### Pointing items
## Begin

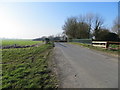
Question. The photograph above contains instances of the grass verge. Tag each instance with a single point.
(27, 68)
(107, 51)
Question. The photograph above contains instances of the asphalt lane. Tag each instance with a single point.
(85, 68)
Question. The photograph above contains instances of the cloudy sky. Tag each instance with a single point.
(27, 20)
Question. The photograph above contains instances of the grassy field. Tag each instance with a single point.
(19, 42)
(27, 67)
(112, 52)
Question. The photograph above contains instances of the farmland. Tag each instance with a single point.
(107, 51)
(26, 67)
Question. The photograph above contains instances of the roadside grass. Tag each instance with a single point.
(27, 68)
(19, 42)
(111, 52)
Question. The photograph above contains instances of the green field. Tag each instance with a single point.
(19, 42)
(107, 51)
(27, 67)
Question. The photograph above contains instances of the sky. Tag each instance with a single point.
(29, 20)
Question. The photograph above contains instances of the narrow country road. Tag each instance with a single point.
(79, 67)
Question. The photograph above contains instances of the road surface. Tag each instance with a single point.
(79, 67)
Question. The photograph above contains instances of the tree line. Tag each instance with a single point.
(90, 26)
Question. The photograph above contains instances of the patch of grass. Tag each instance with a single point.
(112, 52)
(27, 68)
(19, 42)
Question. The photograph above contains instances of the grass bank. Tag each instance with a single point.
(19, 42)
(27, 68)
(107, 51)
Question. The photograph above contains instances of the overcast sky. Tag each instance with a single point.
(27, 20)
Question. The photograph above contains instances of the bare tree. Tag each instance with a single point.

## End

### What you have to do
Reproduce every item above word for word, leaving out the pictures.

### Task output
Question. The photograph above contains instances of the grass verge. Tag each instance with a single point.
(27, 68)
(107, 51)
Question. The photograph above contains instances of the asphalt lane. Tag each instance with a single point.
(85, 68)
Question. The photograph above contains instances of the cloudy sky. Tag each instance with a single point.
(27, 20)
Question. The photograph above contains instances of the grassy field. Tag each instance with a single point.
(19, 42)
(27, 67)
(112, 52)
Question. The photograph above contains instances of the farmland. Tag each instance with a single point.
(107, 51)
(26, 67)
Question. The photograph above contains instances of the roadside grass. Tag each instance with a single point.
(27, 68)
(19, 42)
(111, 52)
Question. The photograph above contains instances of the green field. Tag each instance with a single point.
(19, 42)
(107, 51)
(27, 67)
Question. The photograph above contains instances of the sky. Tag each instance with a single point.
(29, 20)
Question. The photograph above contains instances of the narrow country road. Tag each instance with a single point.
(79, 67)
Question. The photograph above contains instances of the road surface. Tag each instance with a single point.
(79, 67)
Question. The photograph above contains instances of the tree line. Tag each instance with a single point.
(90, 26)
Question. The photograph above contains instances of the patch of grass. Tag each instance with a single point.
(112, 52)
(27, 68)
(19, 42)
Question. The photograph above contains instances of the grass bank. Tag each instance with a single point.
(19, 42)
(27, 68)
(107, 51)
Question. The photograph above contains instances of the overcast sky. Tag each instance with a single point.
(27, 20)
Question. The photograph above contains instances of the bare tree. Tag each instance with a single point.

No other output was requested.